Pick out all lines of the entries that include the word "window" and copy them.

--- Dataset ---

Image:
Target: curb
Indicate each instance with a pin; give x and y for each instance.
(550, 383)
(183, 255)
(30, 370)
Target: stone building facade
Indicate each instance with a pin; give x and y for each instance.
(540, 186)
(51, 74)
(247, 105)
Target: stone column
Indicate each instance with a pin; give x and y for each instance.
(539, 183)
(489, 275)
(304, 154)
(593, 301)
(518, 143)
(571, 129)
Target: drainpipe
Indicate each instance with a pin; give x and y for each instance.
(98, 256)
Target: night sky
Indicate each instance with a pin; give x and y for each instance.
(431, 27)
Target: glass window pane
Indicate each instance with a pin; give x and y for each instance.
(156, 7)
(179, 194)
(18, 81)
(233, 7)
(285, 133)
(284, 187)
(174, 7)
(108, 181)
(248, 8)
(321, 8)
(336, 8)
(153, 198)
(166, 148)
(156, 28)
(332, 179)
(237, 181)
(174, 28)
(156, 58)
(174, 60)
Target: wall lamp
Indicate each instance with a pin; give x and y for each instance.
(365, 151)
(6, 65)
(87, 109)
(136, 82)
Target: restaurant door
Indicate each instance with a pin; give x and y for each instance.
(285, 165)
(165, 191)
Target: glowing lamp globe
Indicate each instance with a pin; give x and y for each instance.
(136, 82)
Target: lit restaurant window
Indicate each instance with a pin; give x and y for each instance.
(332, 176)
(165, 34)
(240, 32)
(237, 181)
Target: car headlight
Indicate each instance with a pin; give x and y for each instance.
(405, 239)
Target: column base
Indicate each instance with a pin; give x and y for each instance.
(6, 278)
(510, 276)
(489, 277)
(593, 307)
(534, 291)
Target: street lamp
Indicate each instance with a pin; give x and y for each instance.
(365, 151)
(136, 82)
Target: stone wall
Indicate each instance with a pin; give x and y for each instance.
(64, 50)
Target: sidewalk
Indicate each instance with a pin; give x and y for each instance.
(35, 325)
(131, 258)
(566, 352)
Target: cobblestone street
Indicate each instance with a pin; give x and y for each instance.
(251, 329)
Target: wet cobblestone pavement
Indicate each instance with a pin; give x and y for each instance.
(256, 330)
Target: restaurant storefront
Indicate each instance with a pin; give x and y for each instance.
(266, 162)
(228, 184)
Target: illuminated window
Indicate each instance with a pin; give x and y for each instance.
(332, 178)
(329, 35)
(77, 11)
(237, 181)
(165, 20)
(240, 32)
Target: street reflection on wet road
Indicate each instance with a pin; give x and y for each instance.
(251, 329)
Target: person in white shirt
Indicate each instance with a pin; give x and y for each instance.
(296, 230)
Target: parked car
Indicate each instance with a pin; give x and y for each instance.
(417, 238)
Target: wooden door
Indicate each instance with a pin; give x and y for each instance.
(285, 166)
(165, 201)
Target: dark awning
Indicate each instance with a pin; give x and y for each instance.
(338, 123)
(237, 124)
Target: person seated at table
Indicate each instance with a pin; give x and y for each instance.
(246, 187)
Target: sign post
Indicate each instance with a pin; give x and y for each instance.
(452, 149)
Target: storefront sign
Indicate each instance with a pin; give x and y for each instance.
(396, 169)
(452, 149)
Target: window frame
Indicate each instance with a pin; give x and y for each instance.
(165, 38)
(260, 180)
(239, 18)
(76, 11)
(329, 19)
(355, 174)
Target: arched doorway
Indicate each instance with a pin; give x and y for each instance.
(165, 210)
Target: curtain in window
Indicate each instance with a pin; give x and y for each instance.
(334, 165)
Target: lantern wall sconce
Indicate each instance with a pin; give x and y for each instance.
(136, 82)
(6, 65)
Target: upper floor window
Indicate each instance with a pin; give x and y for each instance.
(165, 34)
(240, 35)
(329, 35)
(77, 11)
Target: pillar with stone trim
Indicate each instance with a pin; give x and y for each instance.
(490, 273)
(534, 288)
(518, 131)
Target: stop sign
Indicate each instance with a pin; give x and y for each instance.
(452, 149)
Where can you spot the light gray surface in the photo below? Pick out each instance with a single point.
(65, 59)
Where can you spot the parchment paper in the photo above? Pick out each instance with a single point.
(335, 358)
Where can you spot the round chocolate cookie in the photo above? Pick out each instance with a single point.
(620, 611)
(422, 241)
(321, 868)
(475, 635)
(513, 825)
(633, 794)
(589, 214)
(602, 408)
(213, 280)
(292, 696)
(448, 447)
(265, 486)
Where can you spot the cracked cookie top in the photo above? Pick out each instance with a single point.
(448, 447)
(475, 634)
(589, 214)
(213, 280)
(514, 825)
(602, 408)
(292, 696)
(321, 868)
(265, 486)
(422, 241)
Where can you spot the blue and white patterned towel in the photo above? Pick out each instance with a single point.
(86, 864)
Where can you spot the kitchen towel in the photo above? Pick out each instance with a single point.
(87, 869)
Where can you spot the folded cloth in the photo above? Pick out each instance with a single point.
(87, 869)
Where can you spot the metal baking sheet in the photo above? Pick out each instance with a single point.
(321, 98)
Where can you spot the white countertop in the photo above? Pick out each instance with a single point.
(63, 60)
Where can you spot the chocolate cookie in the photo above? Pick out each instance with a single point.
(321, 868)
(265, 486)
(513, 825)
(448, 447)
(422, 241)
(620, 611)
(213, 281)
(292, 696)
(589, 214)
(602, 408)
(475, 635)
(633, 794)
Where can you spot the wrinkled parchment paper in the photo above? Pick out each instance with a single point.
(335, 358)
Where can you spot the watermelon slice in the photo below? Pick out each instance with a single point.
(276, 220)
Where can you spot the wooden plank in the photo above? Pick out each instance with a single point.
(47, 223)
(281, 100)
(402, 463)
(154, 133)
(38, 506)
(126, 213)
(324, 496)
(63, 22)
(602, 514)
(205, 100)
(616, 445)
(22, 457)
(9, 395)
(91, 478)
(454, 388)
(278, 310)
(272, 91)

---

## Task result
Target: glass window pane
Target: lit restaurant window
Target: illuminated window
Target: window frame
Target: curtain in window
Target: upper floor window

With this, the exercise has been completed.